▶ [Exercise brief]:
Update the records below by changing every "put a dot on" to "place a point on" and keeping everything else as is. Leave the pictures out of your answer.

▶ [Excerpts from a point labeling dataset]:
'''

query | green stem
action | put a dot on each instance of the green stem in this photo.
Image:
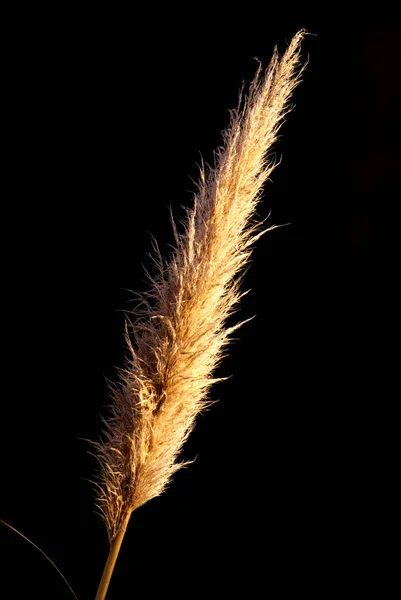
(110, 563)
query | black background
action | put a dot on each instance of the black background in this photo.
(291, 489)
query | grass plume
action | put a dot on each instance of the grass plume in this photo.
(178, 335)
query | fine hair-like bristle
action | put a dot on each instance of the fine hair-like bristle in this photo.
(177, 338)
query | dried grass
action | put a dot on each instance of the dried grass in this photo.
(178, 335)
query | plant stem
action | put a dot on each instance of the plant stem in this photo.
(110, 563)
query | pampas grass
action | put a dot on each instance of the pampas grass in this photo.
(177, 336)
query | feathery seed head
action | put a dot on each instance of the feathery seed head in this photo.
(178, 337)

'''

▶ [Solution to this problem]:
query | green stem
action | place a point on each instance of the green stem in this photo.
Image:
(110, 563)
query | black background
action | place a point on each instance of the black background in this photo.
(291, 489)
query | grass plume
action | place a point on each instance of the grass plume in this photo.
(178, 335)
query | fine hair-like bristle
action | place a point on each instance of the fine hair-like bristle in this photo.
(177, 338)
query | dried grass
action | place a point on each instance of the dried grass in this photo.
(178, 335)
query | plant stem
action | place a point on each instance of the plant stem in this photo.
(110, 563)
query | pampas grass
action | place a point on each instance of the pampas grass in this photo.
(177, 336)
query | feathery seed head
action | place a point on each instance of the feathery seed head in this photo.
(178, 337)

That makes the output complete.